(Exercise prompt):
Reproduce all of the material, keeping each line intact.

- - - -

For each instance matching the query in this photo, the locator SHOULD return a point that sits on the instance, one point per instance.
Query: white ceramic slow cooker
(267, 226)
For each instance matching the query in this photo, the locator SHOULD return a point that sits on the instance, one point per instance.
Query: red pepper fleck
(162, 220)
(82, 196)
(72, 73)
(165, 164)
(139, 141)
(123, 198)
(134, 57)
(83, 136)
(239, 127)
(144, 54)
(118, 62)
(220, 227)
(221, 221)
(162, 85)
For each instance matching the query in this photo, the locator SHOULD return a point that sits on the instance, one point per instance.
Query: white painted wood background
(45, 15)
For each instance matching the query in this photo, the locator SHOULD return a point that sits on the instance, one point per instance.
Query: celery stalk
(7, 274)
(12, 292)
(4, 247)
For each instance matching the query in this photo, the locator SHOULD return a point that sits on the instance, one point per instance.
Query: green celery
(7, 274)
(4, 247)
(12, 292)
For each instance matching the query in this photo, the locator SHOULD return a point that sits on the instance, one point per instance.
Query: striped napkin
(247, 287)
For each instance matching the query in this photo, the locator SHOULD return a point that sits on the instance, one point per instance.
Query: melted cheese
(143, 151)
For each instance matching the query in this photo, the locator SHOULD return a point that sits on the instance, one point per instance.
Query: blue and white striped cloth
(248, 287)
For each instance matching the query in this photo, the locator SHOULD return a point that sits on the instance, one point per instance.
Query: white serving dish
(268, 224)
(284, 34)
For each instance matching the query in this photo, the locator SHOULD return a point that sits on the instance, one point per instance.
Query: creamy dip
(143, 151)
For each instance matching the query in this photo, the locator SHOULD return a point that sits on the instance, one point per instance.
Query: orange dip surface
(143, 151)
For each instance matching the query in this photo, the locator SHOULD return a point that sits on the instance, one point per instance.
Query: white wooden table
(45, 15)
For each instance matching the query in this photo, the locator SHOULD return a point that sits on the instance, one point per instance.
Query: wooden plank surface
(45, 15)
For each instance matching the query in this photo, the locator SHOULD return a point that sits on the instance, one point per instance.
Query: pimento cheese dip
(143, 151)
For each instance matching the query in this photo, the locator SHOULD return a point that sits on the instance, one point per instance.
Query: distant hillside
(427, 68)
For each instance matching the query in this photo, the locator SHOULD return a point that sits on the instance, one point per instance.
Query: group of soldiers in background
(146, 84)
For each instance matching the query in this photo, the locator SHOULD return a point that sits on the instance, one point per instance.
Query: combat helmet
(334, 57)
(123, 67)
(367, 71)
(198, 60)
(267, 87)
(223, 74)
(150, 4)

- - - -

(Reply):
For each instance matching the query in this photo, the locator SHOULD return a point that sits on the instance, one point per instance.
Query: white ceramic slow cooker
(267, 226)
For each instance matching the query in this photo, the locator SHOULD return a point that sits on the instance, one point per instance.
Query: red pepper fleck
(162, 220)
(82, 196)
(72, 73)
(165, 164)
(139, 141)
(123, 198)
(134, 57)
(83, 136)
(239, 127)
(144, 54)
(118, 62)
(220, 227)
(221, 221)
(162, 85)
For each instance matching the query in this photo, the locator SHOULD return a point that sits on the instance, one point per instance.
Query: white painted wood background
(45, 15)
For each instance matching the query in this photo, the locator SHOULD return a point that sits on the instance, one point per instance.
Query: celery stalk
(7, 274)
(12, 292)
(4, 247)
For each instance matching the query in this photo, the locator SHOULD return a point that sits on the instance, one point per instance.
Query: green celery
(7, 274)
(4, 247)
(12, 292)
For each instance matching the query in this photo, the locator SHOULD return a point that sits on the instance, one point per instance.
Query: striped napkin
(247, 287)
For each instance matching the query in this photo, the locator SHOULD return a point that sits on the instance, one point per instance.
Query: melted cheese
(143, 151)
For each instance matching the query in this photo, the locator SHOULD return a point that sits on the instance, one point per instance.
Query: blue and white striped cloth
(248, 287)
For each instance matching the query in this photo, the locator SHOULD return a point that sits on the instance, one point per instance.
Query: white serving dish
(268, 224)
(284, 34)
For each instance matching the query in this photo, the locator SHOULD return a point that sits on the instance, one point per instance.
Query: creamy dip
(143, 151)
For each instance matching the query in this photo, the locator SHOULD return a point that sits on the instance, one point per instance.
Query: orange dip surface
(143, 151)
For each instance matching the query in this photo, the locator SHOULD return a point that sits on the instance, one point per instance.
Query: white wooden table
(45, 15)
For each instance matching the query in this photo, the locator SHOULD return a point that sits on the instance, one point per instance.
Query: wooden plank surface
(45, 15)
For each instance matching the query in this photo, the locator SHOULD return a point that sits on the instance, one point per instance.
Query: pimento cheese dip
(143, 151)
For each instance matching the query in this photo, the locator SHOULD return a point that sits on the instance, one point per instance.
Query: distant hillside
(427, 68)
For each instance matching the query in this photo, the locator SHOULD return a point that sits on the instance, one point per instance.
Query: group of soldiers in background
(146, 84)
For each instance matching the query in this photo, the locator SHOULD return a point that sits on the instance, one point per instance.
Query: combat helmet
(334, 57)
(123, 67)
(367, 71)
(198, 60)
(267, 87)
(223, 74)
(150, 4)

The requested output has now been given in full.